СПИСОК ЗАДАНИЙ —
1/ Кто в рассказе о лесном пожаре первым распознал медведя в воде?
2/ Пожалуйста, подхватите рассказ о лесном пожаре и продолжите его сразу после последнего приведенного предложения.

Текст книги "По ту сторону ночи"
Автор книги: Евгений Устиев
Жанр:
Путешествия и география
сообщить о нарушении
Текущая страница: 7 (всего у книги 23 страниц)
Так, временами задыхаясь от дыма, напрягая силы, мы медленно одолеваем течение, стараясь держаться возможно дальше от огненного берега и ближе к берегу, еще не охваченному пожаром. Несколько горящих деревьев с сильным треском падает в воду, почти доставая нас своими ветками.
Но вот вода и у нашего берега становится достаточно глубокой; мы прыгаем обратно в шлюпку, а Бонапарт заводит мотор. Через несколько минут Петя оказывается позади и, подхватив брошенный ему конец, вновь плывет за нами на буксире.
Пламя не бежит вдоль реки сплошной полосой. Одни участки леса загораются раньше, другие позже; мы проплываем то большие массивы, не затронутые огнем, то нацело выжженные пожаром буро-черные пепелища. Некоторые острова пылают одним сплошным костром, извергая громадные клубы дыма и пара. Взлетающие к небу струи искр пересекаются большими раскаленными головнями, которые, прочертив дугу, с шипением погружаются в воду. По-видимому, сильные воздушные потоки перебрасывают их и на правый берег. Вот прямо против нас задымился, а затем факелом вспыхнул уцепившийся за скалу куст стланика. Через минуту вся скала загудела, как извергающийся вулкан.
Вдруг впереди в воде показалось что-то черное.
– Медведь! – крикнул, присмотревшись, Саша.
Через несколько мгновений я хорошо вижу перепуганного зверя. Это застигнутый пожаром небольшой бурый медведь. Голова его высоко поднята над водой, черный кончик носа блестит, а густая длинная шерсть вздыбилась на загривке. Увидев нас, он сворачивает против течения и пытается уйти, усиленно загребая своими большими лапами. Однако течение слишком быстро, он выбивается из сил, и мы постепенно его догоняем. Тогда зверь изменяет свое намерение и круто поворачивает вниз. Рассерженно фыркая, он быстро проносится мимо и, миновав плоскодонку, выходит на мелководье. Там он сильно отряхивается и, не торопясь, скрывается в кустах правого берега.

ЗАПИСАННЫЕ ДАННЫЕ —
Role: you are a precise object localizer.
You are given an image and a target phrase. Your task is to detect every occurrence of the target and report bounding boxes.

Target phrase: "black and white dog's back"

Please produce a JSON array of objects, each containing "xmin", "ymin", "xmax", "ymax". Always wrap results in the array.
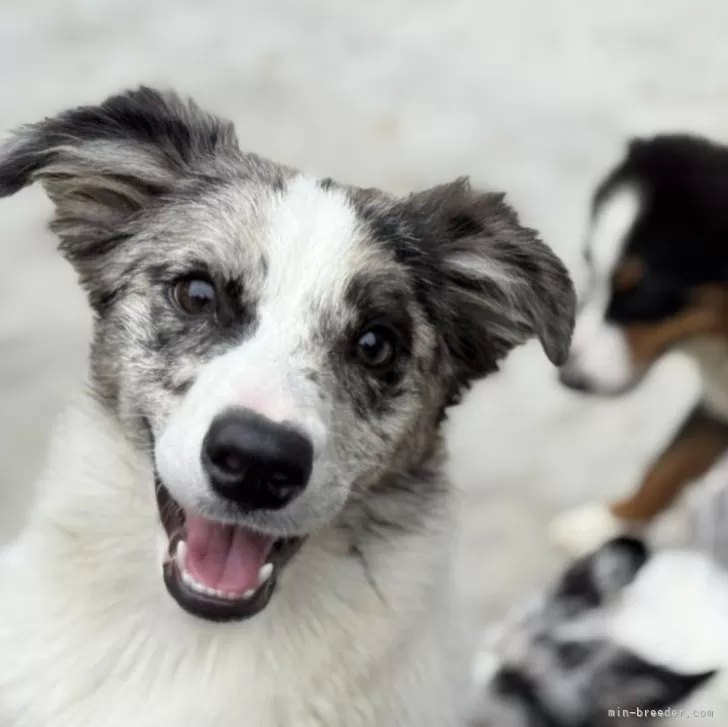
[{"xmin": 0, "ymin": 89, "xmax": 574, "ymax": 727}]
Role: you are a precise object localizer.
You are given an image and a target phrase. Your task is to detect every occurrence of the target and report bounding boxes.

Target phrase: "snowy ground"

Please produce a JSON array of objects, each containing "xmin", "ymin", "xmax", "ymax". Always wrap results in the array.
[{"xmin": 0, "ymin": 0, "xmax": 728, "ymax": 632}]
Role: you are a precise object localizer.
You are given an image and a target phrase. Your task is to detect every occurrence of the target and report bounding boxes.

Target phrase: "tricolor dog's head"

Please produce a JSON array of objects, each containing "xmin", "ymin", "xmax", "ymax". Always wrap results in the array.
[
  {"xmin": 561, "ymin": 136, "xmax": 728, "ymax": 395},
  {"xmin": 0, "ymin": 88, "xmax": 574, "ymax": 619}
]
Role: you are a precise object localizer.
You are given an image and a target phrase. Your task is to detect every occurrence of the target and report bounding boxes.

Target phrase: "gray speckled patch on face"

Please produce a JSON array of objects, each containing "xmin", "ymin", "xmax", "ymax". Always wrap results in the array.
[{"xmin": 0, "ymin": 88, "xmax": 574, "ymax": 533}]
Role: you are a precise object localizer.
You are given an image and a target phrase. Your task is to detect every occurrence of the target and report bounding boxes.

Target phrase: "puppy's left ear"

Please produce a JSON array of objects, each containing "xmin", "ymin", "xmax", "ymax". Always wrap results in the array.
[{"xmin": 408, "ymin": 178, "xmax": 576, "ymax": 380}]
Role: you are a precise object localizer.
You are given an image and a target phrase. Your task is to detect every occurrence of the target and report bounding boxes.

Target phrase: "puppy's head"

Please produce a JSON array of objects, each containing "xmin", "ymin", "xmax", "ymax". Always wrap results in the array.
[
  {"xmin": 561, "ymin": 136, "xmax": 728, "ymax": 395},
  {"xmin": 0, "ymin": 88, "xmax": 574, "ymax": 618},
  {"xmin": 472, "ymin": 538, "xmax": 713, "ymax": 727}
]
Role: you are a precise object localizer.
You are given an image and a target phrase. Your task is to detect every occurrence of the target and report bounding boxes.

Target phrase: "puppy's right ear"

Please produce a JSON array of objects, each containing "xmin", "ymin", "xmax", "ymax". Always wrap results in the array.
[{"xmin": 0, "ymin": 87, "xmax": 239, "ymax": 262}]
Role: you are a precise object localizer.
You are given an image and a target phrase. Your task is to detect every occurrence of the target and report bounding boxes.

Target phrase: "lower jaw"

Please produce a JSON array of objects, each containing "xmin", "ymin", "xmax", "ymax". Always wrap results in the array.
[{"xmin": 155, "ymin": 481, "xmax": 305, "ymax": 623}]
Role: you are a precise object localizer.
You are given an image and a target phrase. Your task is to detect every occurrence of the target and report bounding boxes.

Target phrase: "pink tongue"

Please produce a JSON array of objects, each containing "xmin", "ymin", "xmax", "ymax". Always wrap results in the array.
[{"xmin": 184, "ymin": 513, "xmax": 273, "ymax": 595}]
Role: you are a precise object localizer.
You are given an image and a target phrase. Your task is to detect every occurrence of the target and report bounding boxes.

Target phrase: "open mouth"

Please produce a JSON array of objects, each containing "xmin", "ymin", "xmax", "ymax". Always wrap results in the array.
[{"xmin": 155, "ymin": 478, "xmax": 304, "ymax": 621}]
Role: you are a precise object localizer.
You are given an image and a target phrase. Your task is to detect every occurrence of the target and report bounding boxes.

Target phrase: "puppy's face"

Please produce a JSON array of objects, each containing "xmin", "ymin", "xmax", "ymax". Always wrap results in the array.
[
  {"xmin": 561, "ymin": 137, "xmax": 728, "ymax": 395},
  {"xmin": 0, "ymin": 89, "xmax": 574, "ymax": 619},
  {"xmin": 473, "ymin": 538, "xmax": 713, "ymax": 727}
]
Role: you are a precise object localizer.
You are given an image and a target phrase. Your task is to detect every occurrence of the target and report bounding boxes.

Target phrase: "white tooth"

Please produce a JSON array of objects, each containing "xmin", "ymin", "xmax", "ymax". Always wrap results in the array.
[{"xmin": 258, "ymin": 563, "xmax": 273, "ymax": 588}]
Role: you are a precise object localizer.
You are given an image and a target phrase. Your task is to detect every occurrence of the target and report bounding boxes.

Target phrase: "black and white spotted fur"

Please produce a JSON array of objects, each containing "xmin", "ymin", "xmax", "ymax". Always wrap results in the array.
[{"xmin": 0, "ymin": 88, "xmax": 574, "ymax": 727}]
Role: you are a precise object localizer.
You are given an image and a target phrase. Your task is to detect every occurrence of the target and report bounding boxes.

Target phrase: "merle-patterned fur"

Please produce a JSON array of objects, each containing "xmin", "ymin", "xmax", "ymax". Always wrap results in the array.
[
  {"xmin": 0, "ymin": 88, "xmax": 574, "ymax": 544},
  {"xmin": 474, "ymin": 537, "xmax": 714, "ymax": 727}
]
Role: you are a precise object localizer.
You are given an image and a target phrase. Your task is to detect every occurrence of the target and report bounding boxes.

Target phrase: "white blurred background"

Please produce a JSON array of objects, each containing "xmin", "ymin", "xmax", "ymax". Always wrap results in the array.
[{"xmin": 0, "ymin": 0, "xmax": 728, "ymax": 618}]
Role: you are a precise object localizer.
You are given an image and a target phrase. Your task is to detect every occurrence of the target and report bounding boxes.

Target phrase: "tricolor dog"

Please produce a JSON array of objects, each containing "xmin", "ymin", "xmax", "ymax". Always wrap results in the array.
[{"xmin": 552, "ymin": 136, "xmax": 728, "ymax": 553}]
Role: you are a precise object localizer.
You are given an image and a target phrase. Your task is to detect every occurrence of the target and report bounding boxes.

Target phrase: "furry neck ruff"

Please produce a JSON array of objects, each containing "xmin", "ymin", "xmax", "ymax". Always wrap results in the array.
[{"xmin": 0, "ymin": 396, "xmax": 468, "ymax": 727}]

ОТВЕТЫ К ЗАДАНИЯМ —
1/ Саша.

2/
Лесной пожар протянулся вдоль реки приблизительно на восемь километров. Нам потребовалось около четырех часов, чтобы пересечь зону огня. Наконец мы доходим до широкой протоки, прерывающей левый берег. С одной ее стороны еще бушует пламя, но на противоположном берегу стеной стоит нетронутый лес. Вниз по реке в сторону пожарища тянет довольно свежий ветер; вместе с водой он ставит огню непреодолимую преграду.
Мы плывем еще около двух часов и, пройдя за сегодняшний день не меньше восемнадцати километров, пристаем на ночлег. Ветер все еще дует вниз по долине, поэтому здесь исчезла даже та легкая дымка, которая два последних дня мешала мне фотографировать. Однако далеко позади все еще поднимаются огромные снежно-белые клубы, застилающие половину неба. С другой стороны горизонта медленно нарастает темно-серая грозовая туча, в которой изредка проскакивают молнии.
– Я заметил, что лесные пожары всегда притягивают дождевые тучи, – говорит, поглядывая назад, Петя. – Дело кончится ливнем!
– «Они сошлись: волна и камень, стихи и проза, лед и пламень…» – декламирует Саша.
– Лес-то как жалко! – вздыхает Бонапарт,
Устье Ангарки. Глава 13
Через три дня, в среду 15 июля, я проснулся очень поздно. Кругом тихо, если но считать равномерного шума реки, у которой разбиты наши палатки; очевидно, все мои спутники еще спят. Вчерашний день стоил нам очень дорого; совершенно обессиленные, мы повалились в наши спартанские постели лишь в первом часу ночи.
Я потягиваюсь под своим одеялом и закуриваю. Неужели мы добрались наконец до Ангарки! Какое счастье! А сколько пришлось перенести за эти семнадцать дней тягот и опасностей! Нет, все-таки какие у меня молодцы – и Таюрский, и Куклин, и Бонапарт! Многие на их: месте давно бы уже струсили и пали духом! Теперь, вероятно, самое трудное позади; мы покинем наконец этот страшный своей величиной и дикостью Анюй; маленькие горные речки, где нам предстоит теперь плыть, могут встретить нас такими же трудностями, но вряд ли будут столь же опасны!
Я шевелю пальцами – ох, как они опухли! Кисти рук вздулись; опухли и ноги – все это результат вчерашнего мучительного дня.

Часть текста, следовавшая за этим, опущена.